**** TASK INPUTS
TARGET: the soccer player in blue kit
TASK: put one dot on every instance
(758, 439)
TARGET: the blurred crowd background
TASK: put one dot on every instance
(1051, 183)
********
• STATED GOAL
Retype the material above, line by line, exactly.

• THE RESPONSE
TARGET: the soccer player in blue kit
TASK: put one dot on every instance
(758, 439)
TARGET: the blurred crowd background
TASK: put one dot on every instance
(1051, 183)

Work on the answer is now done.